Collected data entries:

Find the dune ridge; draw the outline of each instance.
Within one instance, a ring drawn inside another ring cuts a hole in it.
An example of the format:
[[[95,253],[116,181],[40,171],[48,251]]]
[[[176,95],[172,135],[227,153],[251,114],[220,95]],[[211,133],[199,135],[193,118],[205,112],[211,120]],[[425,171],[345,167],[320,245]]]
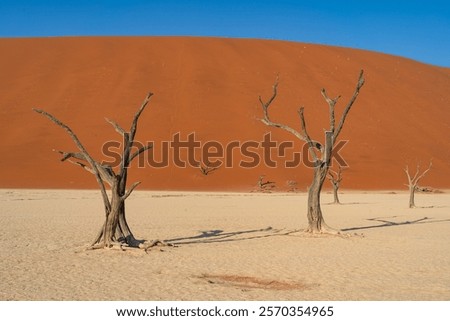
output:
[[[271,132],[275,141],[293,141],[301,150],[294,138],[259,121],[258,96],[268,98],[279,75],[272,118],[299,126],[296,110],[305,106],[310,134],[321,141],[328,122],[321,88],[330,96],[342,95],[336,107],[340,115],[360,69],[366,85],[340,136],[349,141],[341,151],[349,165],[342,187],[402,189],[406,164],[426,166],[433,159],[422,184],[449,188],[448,68],[348,48],[193,37],[0,39],[0,187],[96,187],[90,174],[59,162],[52,150],[72,151],[74,145],[32,107],[70,125],[97,158],[105,141],[120,141],[104,117],[126,126],[148,91],[154,97],[140,119],[137,139],[154,141],[157,160],[161,142],[176,133],[181,139],[195,133],[202,143],[226,145],[261,142]],[[231,168],[222,166],[209,175],[198,168],[145,164],[130,171],[130,182],[140,180],[140,188],[155,190],[249,191],[264,174],[284,191],[288,181],[304,189],[311,180],[311,170],[303,165],[240,168],[239,161],[248,158],[232,153]]]

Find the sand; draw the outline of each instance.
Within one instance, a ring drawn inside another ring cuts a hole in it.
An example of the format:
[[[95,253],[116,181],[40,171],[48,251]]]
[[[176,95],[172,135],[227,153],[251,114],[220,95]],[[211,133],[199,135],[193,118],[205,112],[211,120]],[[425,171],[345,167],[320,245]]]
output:
[[[98,160],[101,146],[120,136],[111,118],[127,128],[148,91],[154,97],[140,119],[137,140],[155,142],[191,133],[205,144],[261,142],[272,132],[278,143],[295,142],[263,125],[258,96],[268,99],[277,74],[274,121],[299,128],[297,109],[305,107],[308,131],[323,141],[328,106],[320,91],[342,95],[336,117],[351,97],[360,69],[366,84],[339,137],[349,169],[343,187],[357,190],[402,189],[405,165],[433,170],[421,185],[450,188],[450,69],[364,50],[285,41],[195,37],[70,37],[0,39],[0,187],[96,188],[93,177],[59,163],[52,149],[73,151],[67,135],[32,112],[45,109],[69,124]],[[293,149],[291,151],[294,151]],[[262,156],[262,151],[258,153]],[[196,153],[200,160],[200,152]],[[146,158],[145,160],[147,160]],[[198,168],[130,172],[151,190],[250,191],[261,174],[279,191],[294,180],[304,190],[311,169],[237,166],[248,158],[234,153],[232,168],[210,176]],[[135,164],[136,165],[136,164]],[[18,175],[20,173],[20,175]]]
[[[450,194],[323,194],[315,237],[306,195],[136,191],[137,237],[177,247],[84,247],[102,223],[91,190],[0,190],[0,300],[450,300]]]

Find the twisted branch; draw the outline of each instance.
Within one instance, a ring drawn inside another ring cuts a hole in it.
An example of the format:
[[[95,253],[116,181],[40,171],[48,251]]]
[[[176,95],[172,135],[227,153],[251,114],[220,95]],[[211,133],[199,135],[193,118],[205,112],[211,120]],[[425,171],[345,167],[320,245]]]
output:
[[[264,113],[264,118],[261,119],[261,122],[267,126],[272,126],[272,127],[277,127],[277,128],[281,128],[291,134],[293,134],[295,137],[297,137],[300,140],[303,141],[307,141],[307,138],[305,136],[303,136],[300,132],[296,131],[295,129],[284,125],[284,124],[280,124],[280,123],[275,123],[273,121],[270,120],[269,117],[269,107],[272,104],[272,102],[275,100],[276,96],[277,96],[277,88],[278,88],[278,77],[275,80],[274,85],[272,86],[272,96],[269,98],[269,100],[267,102],[264,102],[261,98],[261,96],[259,96],[259,102],[261,103],[261,107],[263,109],[263,113]]]
[[[46,111],[44,111],[42,109],[33,108],[33,110],[36,113],[47,117],[50,121],[52,121],[53,123],[55,123],[56,125],[58,125],[62,129],[64,129],[69,134],[70,138],[72,138],[72,140],[75,142],[75,145],[78,147],[78,149],[80,150],[81,154],[79,154],[79,153],[66,153],[66,154],[64,154],[63,153],[63,159],[62,160],[68,159],[69,157],[77,156],[77,157],[81,157],[82,159],[86,160],[89,163],[89,165],[91,166],[92,171],[94,172],[95,179],[97,180],[97,183],[100,186],[100,190],[101,190],[102,198],[103,198],[103,204],[105,206],[105,213],[108,215],[108,213],[111,210],[111,203],[109,201],[108,195],[106,194],[105,184],[103,183],[103,180],[102,180],[100,172],[99,172],[100,165],[91,157],[91,155],[89,155],[89,153],[86,150],[86,148],[83,146],[83,144],[80,142],[78,137],[75,135],[75,133],[72,131],[72,129],[69,126],[67,126],[62,121],[60,121],[59,119],[54,117],[52,114],[50,114],[50,113],[48,113],[48,112],[46,112]],[[78,164],[78,165],[80,165],[80,164]]]
[[[135,159],[137,156],[139,156],[140,154],[142,154],[143,152],[152,149],[153,148],[153,144],[149,143],[147,146],[143,146],[141,148],[139,148],[136,152],[134,152],[132,155],[130,155],[130,158],[128,160],[128,163],[131,163],[131,161],[133,159]]]
[[[108,118],[105,118],[105,120],[111,124],[111,126],[115,129],[116,132],[118,132],[122,136],[125,135],[125,130],[122,127],[120,127],[118,123]]]

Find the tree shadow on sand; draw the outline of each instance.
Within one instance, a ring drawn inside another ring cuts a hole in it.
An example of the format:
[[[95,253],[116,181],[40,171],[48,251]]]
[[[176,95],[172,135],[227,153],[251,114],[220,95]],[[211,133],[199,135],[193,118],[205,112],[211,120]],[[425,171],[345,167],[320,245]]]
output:
[[[388,220],[392,218],[396,218],[397,216],[391,216],[391,217],[375,217],[375,218],[369,218],[368,221],[374,221],[374,222],[380,222],[382,224],[377,225],[368,225],[368,226],[358,226],[358,227],[349,227],[344,228],[341,231],[348,232],[348,231],[356,231],[356,230],[365,230],[365,229],[371,229],[371,228],[379,228],[379,227],[390,227],[390,226],[401,226],[401,225],[412,225],[412,224],[430,224],[430,223],[440,223],[440,222],[450,222],[450,219],[446,220],[436,220],[430,217],[423,217],[419,218],[417,220],[413,221],[402,221],[402,222],[394,222],[393,220]]]
[[[272,236],[289,235],[294,232],[298,232],[298,230],[274,229],[270,226],[263,229],[234,231],[234,232],[225,232],[224,230],[208,230],[208,231],[200,231],[200,234],[198,235],[174,238],[170,240],[165,240],[165,242],[174,245],[235,242],[235,241],[266,238]]]
[[[369,203],[369,202],[341,202],[341,203],[327,202],[327,203],[324,203],[322,205],[341,206],[341,205],[367,205],[367,204],[375,204],[375,203]]]
[[[415,208],[447,208],[448,206],[445,205],[441,205],[441,206],[437,206],[437,205],[428,205],[428,206],[414,206],[412,209]]]

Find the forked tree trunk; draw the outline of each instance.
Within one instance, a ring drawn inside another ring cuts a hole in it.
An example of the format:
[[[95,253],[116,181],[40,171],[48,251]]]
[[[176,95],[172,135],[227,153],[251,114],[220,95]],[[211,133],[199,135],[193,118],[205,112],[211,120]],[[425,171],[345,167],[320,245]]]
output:
[[[111,209],[105,216],[102,230],[93,244],[101,243],[110,247],[116,243],[124,243],[131,247],[138,247],[141,242],[135,239],[125,217],[125,193],[120,192],[120,185],[116,182],[111,186]]]
[[[113,204],[117,205],[113,206]],[[93,245],[102,244],[106,247],[115,243],[123,243],[131,247],[139,247],[142,243],[131,232],[125,216],[125,201],[120,200],[118,194],[112,195],[111,212],[105,217],[102,228],[92,242]]]

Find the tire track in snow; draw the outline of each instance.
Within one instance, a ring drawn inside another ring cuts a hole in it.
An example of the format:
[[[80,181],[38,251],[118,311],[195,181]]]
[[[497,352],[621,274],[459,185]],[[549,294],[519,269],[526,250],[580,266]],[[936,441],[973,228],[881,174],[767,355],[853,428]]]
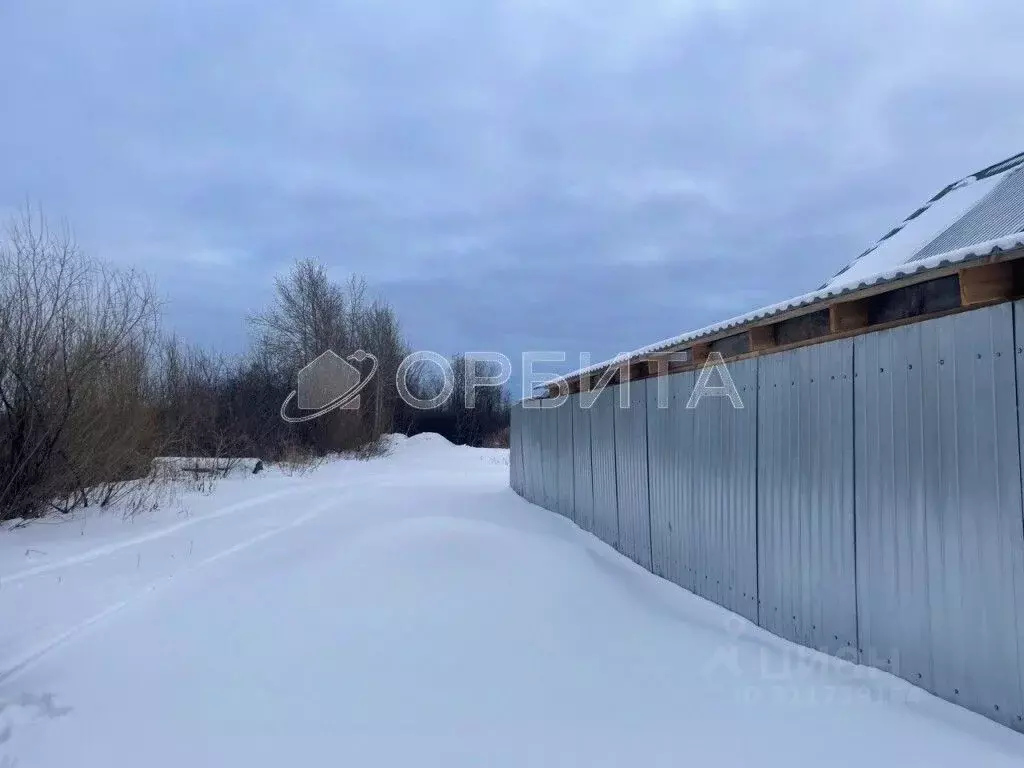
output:
[[[235,514],[237,512],[241,512],[243,510],[246,510],[246,509],[252,509],[253,507],[262,506],[263,504],[267,504],[267,503],[270,503],[272,501],[276,501],[276,500],[278,500],[278,499],[280,499],[282,497],[285,497],[285,496],[293,496],[293,495],[296,495],[296,494],[307,494],[307,493],[310,493],[310,492],[315,491],[315,490],[318,490],[318,489],[316,489],[316,488],[301,488],[301,489],[288,488],[288,489],[283,490],[283,491],[274,491],[273,493],[267,493],[267,494],[264,494],[262,496],[257,496],[256,498],[253,498],[253,499],[246,499],[245,501],[240,501],[240,502],[237,502],[236,504],[229,504],[228,506],[223,507],[221,509],[218,509],[216,512],[211,512],[208,515],[189,517],[189,518],[181,520],[181,521],[179,521],[177,523],[173,523],[171,525],[168,525],[166,527],[158,528],[157,530],[150,531],[149,533],[144,533],[141,536],[136,536],[136,537],[131,538],[131,539],[122,539],[121,541],[111,542],[110,544],[105,544],[105,545],[100,546],[100,547],[95,547],[93,549],[86,550],[85,552],[79,552],[77,555],[71,555],[70,557],[65,557],[65,558],[63,558],[61,560],[57,560],[57,561],[54,561],[52,563],[43,563],[41,565],[37,565],[37,566],[34,566],[32,568],[26,568],[26,569],[24,569],[22,571],[15,571],[14,573],[8,574],[7,576],[0,575],[0,586],[6,587],[9,584],[16,584],[19,581],[24,581],[25,579],[30,579],[33,576],[41,576],[43,574],[51,573],[53,571],[59,571],[59,570],[61,570],[63,568],[70,568],[71,566],[74,566],[74,565],[81,565],[83,563],[90,563],[90,562],[92,562],[94,560],[100,559],[101,557],[106,557],[107,555],[115,554],[117,552],[120,552],[121,550],[128,549],[130,547],[136,547],[136,546],[139,546],[140,544],[146,544],[147,542],[150,542],[150,541],[156,541],[157,539],[162,539],[165,536],[169,536],[172,533],[177,533],[178,531],[180,531],[180,530],[182,530],[184,528],[188,528],[188,527],[196,525],[198,523],[203,523],[203,522],[206,522],[208,520],[217,520],[217,519],[219,519],[221,517],[225,517],[227,515],[232,515],[232,514]]]
[[[272,494],[272,496],[274,496],[276,498],[276,497],[279,497],[279,496],[282,496],[282,495],[288,495],[288,494],[294,494],[294,493],[295,493],[295,491],[292,490],[292,491],[286,491],[286,492],[283,492],[283,493]],[[260,500],[261,501],[265,501],[267,499],[268,499],[268,497],[261,497]],[[4,684],[10,682],[12,679],[17,677],[18,674],[26,671],[27,669],[32,667],[34,664],[36,664],[37,662],[39,662],[43,658],[49,656],[53,651],[61,648],[62,646],[64,646],[65,644],[67,644],[68,642],[73,640],[74,638],[76,638],[79,635],[81,635],[82,633],[88,631],[90,628],[96,626],[97,624],[102,623],[105,619],[108,619],[109,617],[113,616],[114,614],[119,613],[121,610],[123,610],[124,608],[127,608],[130,605],[134,605],[135,603],[138,603],[138,602],[140,602],[140,601],[142,601],[142,600],[144,600],[144,599],[146,599],[146,598],[148,598],[148,597],[150,597],[150,596],[160,592],[164,588],[166,588],[169,585],[173,584],[175,579],[180,579],[183,576],[191,576],[195,572],[200,571],[200,570],[206,568],[209,565],[212,565],[212,564],[214,564],[216,562],[219,562],[220,560],[223,560],[224,558],[230,557],[233,554],[236,554],[236,553],[241,552],[243,550],[249,549],[250,547],[252,547],[252,546],[254,546],[256,544],[259,544],[260,542],[265,541],[266,539],[272,538],[272,537],[277,536],[277,535],[282,534],[282,533],[286,533],[287,531],[290,531],[290,530],[292,530],[294,528],[298,528],[299,526],[304,525],[305,523],[309,522],[313,518],[318,517],[322,512],[324,512],[324,511],[330,509],[331,507],[337,505],[337,503],[338,503],[338,499],[335,497],[335,498],[332,498],[331,501],[329,501],[329,502],[324,502],[324,503],[321,503],[321,504],[317,504],[311,510],[306,512],[305,514],[300,515],[299,517],[295,518],[294,520],[291,520],[288,523],[285,523],[284,525],[277,526],[276,528],[271,528],[269,530],[263,531],[262,533],[258,533],[255,536],[251,536],[250,538],[245,539],[244,541],[240,541],[237,544],[234,544],[234,545],[228,547],[227,549],[223,549],[220,552],[217,552],[217,553],[215,553],[213,555],[210,555],[209,557],[207,557],[207,558],[205,558],[203,560],[200,560],[195,565],[193,565],[193,566],[191,566],[189,568],[185,568],[185,569],[183,569],[181,571],[178,571],[177,573],[173,573],[173,574],[171,574],[169,576],[164,576],[163,578],[158,579],[157,581],[155,581],[155,582],[153,582],[151,584],[148,584],[146,587],[138,590],[137,592],[135,592],[135,594],[131,595],[130,597],[125,598],[124,600],[119,600],[118,602],[116,602],[116,603],[114,603],[112,605],[107,606],[103,610],[101,610],[101,611],[93,614],[92,616],[90,616],[85,621],[81,621],[78,624],[76,624],[73,627],[71,627],[70,629],[68,629],[68,630],[66,630],[64,632],[61,632],[59,635],[56,635],[55,637],[52,637],[50,640],[46,641],[45,643],[42,643],[41,645],[37,645],[31,651],[23,654],[20,659],[17,659],[13,663],[8,663],[4,667],[0,668],[0,685],[4,685]],[[228,512],[227,512],[228,509],[232,509],[233,511],[238,511],[237,507],[242,507],[242,506],[252,506],[252,505],[251,504],[248,504],[248,505],[233,505],[232,507],[225,508],[225,510],[221,510],[220,512],[217,513],[217,515],[218,516],[223,516],[224,514],[228,514]],[[212,519],[212,516],[206,516],[203,519],[204,520],[209,520],[209,519]]]

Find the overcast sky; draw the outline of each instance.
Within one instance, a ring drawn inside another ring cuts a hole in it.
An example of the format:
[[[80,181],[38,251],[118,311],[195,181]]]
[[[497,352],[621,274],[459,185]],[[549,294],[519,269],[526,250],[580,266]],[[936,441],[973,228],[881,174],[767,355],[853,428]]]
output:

_Problem statement_: Copy out the lines of the records above in which the string "Find" appears.

_Solution for this task_:
Find the dune ridge; draw the outline of each instance.
Find the sand; draw the outline of each instance.
Find the twisted branch; draw the outline of each instance.
Find the tree shadow on sand; draw the outline of each instance.
Find the forked tree trunk; draw the outline of each instance.
Find the tire track in snow; draw the outline of each instance.
Find the overcast sky; draw the outline of each instance.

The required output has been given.